» DIRECTION: Go through the listing below and keep only the lines that contain the word "green". Copy each of those lines in full.

## begin RECORDED DATA

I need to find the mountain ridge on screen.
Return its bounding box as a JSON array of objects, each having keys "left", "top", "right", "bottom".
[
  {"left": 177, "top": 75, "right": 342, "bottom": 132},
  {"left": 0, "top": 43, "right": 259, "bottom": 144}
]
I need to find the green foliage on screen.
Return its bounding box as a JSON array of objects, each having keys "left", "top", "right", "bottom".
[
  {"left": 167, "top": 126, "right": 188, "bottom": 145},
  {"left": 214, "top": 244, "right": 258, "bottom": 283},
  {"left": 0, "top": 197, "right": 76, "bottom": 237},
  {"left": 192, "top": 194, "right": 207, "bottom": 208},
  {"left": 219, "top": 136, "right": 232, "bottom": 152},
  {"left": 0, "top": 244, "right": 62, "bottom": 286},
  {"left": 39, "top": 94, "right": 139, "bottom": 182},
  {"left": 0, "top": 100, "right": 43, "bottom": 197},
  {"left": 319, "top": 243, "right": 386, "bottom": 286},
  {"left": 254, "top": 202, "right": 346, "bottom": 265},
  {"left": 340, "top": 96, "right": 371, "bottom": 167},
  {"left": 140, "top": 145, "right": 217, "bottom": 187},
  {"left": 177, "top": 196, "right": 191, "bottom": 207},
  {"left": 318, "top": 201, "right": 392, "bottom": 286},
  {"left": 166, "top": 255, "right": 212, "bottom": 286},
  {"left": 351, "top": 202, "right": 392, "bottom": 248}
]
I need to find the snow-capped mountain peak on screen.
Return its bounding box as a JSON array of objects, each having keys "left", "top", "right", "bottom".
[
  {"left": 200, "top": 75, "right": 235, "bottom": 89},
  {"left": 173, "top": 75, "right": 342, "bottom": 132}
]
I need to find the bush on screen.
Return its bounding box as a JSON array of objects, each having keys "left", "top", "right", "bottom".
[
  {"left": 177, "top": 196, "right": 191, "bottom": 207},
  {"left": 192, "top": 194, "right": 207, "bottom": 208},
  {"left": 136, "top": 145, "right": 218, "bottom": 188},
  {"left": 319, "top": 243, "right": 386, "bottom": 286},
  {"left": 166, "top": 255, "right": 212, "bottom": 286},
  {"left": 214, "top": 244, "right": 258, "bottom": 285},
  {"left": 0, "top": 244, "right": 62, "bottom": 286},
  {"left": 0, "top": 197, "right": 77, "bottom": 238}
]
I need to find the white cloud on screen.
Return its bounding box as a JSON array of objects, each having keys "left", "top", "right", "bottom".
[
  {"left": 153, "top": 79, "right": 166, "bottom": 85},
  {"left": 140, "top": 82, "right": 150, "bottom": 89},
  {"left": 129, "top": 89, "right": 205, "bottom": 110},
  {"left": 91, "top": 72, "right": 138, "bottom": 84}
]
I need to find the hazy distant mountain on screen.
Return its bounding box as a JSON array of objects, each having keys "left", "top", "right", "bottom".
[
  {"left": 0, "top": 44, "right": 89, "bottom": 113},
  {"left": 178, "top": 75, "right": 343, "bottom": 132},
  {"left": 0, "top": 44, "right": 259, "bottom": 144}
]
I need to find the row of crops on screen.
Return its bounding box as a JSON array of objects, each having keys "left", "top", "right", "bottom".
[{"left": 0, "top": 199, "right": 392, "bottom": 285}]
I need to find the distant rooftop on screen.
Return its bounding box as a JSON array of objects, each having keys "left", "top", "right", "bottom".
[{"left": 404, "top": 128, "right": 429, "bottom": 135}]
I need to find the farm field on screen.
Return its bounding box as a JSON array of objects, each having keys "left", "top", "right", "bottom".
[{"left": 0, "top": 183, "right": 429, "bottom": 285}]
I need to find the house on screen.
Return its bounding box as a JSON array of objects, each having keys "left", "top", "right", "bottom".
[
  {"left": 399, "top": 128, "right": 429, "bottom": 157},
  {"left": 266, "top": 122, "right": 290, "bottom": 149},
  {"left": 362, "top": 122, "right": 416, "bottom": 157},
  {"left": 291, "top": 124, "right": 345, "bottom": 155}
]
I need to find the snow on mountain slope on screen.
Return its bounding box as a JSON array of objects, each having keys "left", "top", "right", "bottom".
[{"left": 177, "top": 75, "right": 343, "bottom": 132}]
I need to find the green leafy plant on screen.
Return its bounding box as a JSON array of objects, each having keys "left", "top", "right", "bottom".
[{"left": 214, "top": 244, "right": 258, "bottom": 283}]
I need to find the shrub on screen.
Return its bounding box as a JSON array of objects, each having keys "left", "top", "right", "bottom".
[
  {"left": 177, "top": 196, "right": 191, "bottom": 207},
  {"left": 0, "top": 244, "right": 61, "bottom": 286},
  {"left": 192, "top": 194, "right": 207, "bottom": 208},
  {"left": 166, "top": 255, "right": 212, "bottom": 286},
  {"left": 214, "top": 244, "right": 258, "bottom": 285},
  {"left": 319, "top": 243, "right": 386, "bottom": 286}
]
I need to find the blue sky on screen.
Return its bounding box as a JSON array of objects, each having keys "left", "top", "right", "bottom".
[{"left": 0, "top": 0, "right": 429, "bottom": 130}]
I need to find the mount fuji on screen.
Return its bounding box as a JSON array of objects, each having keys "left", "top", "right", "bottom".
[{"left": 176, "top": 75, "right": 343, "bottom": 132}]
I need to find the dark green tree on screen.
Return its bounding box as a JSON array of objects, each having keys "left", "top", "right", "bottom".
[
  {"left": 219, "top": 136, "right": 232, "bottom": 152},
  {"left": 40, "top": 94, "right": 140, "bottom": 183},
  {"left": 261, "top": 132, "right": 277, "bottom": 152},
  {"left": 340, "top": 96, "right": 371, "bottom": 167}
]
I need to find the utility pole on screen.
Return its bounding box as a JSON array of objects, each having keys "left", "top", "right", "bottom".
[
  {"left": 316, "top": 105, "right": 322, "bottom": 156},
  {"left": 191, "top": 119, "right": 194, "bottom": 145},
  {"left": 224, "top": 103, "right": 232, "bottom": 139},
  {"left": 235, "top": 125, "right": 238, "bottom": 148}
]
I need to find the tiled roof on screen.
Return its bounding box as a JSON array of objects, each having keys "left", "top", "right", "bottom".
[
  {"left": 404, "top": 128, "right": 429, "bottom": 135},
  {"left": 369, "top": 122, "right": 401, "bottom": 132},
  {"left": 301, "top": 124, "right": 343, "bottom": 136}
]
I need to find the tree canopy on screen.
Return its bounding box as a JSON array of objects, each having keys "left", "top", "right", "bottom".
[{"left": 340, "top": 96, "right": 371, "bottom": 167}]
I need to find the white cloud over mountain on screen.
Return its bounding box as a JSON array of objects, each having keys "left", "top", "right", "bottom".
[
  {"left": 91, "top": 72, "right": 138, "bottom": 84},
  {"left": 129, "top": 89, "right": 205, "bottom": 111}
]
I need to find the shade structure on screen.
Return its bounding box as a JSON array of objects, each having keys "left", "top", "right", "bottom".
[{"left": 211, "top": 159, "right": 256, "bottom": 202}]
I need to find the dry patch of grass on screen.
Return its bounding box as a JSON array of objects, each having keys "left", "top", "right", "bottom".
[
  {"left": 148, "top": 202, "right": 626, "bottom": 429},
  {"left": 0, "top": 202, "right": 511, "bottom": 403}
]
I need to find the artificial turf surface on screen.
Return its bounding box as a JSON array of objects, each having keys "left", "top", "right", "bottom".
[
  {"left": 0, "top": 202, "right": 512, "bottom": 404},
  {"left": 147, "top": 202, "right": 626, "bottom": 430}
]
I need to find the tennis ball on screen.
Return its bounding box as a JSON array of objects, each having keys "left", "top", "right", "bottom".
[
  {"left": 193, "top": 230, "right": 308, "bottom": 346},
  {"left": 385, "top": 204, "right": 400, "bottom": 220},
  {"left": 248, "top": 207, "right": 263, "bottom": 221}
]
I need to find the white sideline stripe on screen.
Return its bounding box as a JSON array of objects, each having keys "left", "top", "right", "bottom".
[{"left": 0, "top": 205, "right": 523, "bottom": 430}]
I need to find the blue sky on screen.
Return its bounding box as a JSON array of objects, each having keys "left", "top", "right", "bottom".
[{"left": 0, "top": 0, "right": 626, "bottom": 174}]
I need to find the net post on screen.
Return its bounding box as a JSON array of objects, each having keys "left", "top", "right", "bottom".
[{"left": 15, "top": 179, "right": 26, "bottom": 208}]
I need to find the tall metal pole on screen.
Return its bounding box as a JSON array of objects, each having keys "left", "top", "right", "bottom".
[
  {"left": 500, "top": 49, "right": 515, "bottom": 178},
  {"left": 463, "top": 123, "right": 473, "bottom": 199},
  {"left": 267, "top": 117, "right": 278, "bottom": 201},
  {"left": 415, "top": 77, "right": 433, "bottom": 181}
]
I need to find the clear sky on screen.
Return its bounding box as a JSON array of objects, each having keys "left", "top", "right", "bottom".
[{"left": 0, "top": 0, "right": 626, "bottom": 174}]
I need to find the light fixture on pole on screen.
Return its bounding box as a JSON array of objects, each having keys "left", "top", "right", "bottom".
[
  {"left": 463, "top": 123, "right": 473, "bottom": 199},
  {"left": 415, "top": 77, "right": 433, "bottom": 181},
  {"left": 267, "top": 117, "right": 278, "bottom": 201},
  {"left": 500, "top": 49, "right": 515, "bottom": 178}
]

## end RECORDED DATA

» REPLY TO THE EXERCISE:
I need to find the green foliage on screen.
I need to find the green leafy plant on screen.
I need to find the dark green tree on screen.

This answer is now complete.